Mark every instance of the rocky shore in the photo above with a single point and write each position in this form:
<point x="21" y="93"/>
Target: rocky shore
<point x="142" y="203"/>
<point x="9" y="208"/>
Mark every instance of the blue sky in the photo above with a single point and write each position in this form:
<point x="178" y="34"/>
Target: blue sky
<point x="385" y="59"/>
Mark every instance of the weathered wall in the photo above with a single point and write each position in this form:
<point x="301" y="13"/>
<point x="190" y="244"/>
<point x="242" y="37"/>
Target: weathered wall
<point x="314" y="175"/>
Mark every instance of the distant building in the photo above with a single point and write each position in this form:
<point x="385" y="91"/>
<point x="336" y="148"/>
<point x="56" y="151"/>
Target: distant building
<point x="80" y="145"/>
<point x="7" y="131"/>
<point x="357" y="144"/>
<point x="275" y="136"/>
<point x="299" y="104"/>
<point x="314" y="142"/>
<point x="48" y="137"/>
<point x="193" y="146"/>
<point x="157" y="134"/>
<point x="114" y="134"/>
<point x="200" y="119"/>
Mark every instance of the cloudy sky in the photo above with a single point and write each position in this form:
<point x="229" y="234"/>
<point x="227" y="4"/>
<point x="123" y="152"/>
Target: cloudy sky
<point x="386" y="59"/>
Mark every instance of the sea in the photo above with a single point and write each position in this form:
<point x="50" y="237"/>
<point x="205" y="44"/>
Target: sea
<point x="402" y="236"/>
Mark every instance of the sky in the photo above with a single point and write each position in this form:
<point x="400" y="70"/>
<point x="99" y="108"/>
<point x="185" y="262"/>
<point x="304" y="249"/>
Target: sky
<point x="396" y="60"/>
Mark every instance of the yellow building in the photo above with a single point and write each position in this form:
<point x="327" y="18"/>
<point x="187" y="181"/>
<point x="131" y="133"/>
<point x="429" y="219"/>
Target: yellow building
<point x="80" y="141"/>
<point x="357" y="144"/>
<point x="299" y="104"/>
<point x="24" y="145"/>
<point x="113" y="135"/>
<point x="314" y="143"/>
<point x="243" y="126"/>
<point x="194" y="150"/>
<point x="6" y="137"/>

Task statement | Above are the records; reproduce all of them exactly.

Solution for this problem |
Mark every instance of the rocky shore in the photo above with a single point and write each position in this form:
<point x="21" y="93"/>
Target: rocky shore
<point x="142" y="203"/>
<point x="9" y="208"/>
Mark every instance of the blue sky in the photo above with a single point and write each position in this form:
<point x="178" y="34"/>
Target: blue sky
<point x="385" y="59"/>
Mark every instance of the weathered wall in the photo above with a single point and write each position in this form:
<point x="301" y="13"/>
<point x="190" y="244"/>
<point x="242" y="37"/>
Target: weathered wall
<point x="314" y="175"/>
Mark every instance of the distant building in the photo above with a single point and write each position in this form:
<point x="385" y="91"/>
<point x="336" y="148"/>
<point x="56" y="151"/>
Target: distant building
<point x="80" y="145"/>
<point x="7" y="131"/>
<point x="357" y="144"/>
<point x="275" y="136"/>
<point x="299" y="104"/>
<point x="314" y="142"/>
<point x="48" y="137"/>
<point x="193" y="146"/>
<point x="157" y="134"/>
<point x="114" y="134"/>
<point x="200" y="119"/>
Mark every instance of the cloudy sky in the photo above with a single point and write each position in this form:
<point x="229" y="234"/>
<point x="227" y="4"/>
<point x="123" y="152"/>
Target: cloudy sky
<point x="386" y="59"/>
Mark every instance of the sea in the photo above with a single point and write each position in this form:
<point x="50" y="237"/>
<point x="205" y="44"/>
Target: sea
<point x="402" y="236"/>
Mark every instance of the sky in the photo above with a single point and write each position in this form:
<point x="400" y="70"/>
<point x="99" y="108"/>
<point x="185" y="262"/>
<point x="304" y="249"/>
Target: sky
<point x="396" y="60"/>
Mark every instance of the yellow building in the photo above with a single point and write each position in this form:
<point x="327" y="18"/>
<point x="187" y="181"/>
<point x="131" y="133"/>
<point x="429" y="219"/>
Target: yellow building
<point x="80" y="141"/>
<point x="357" y="144"/>
<point x="299" y="104"/>
<point x="24" y="145"/>
<point x="113" y="135"/>
<point x="314" y="143"/>
<point x="243" y="126"/>
<point x="194" y="150"/>
<point x="6" y="137"/>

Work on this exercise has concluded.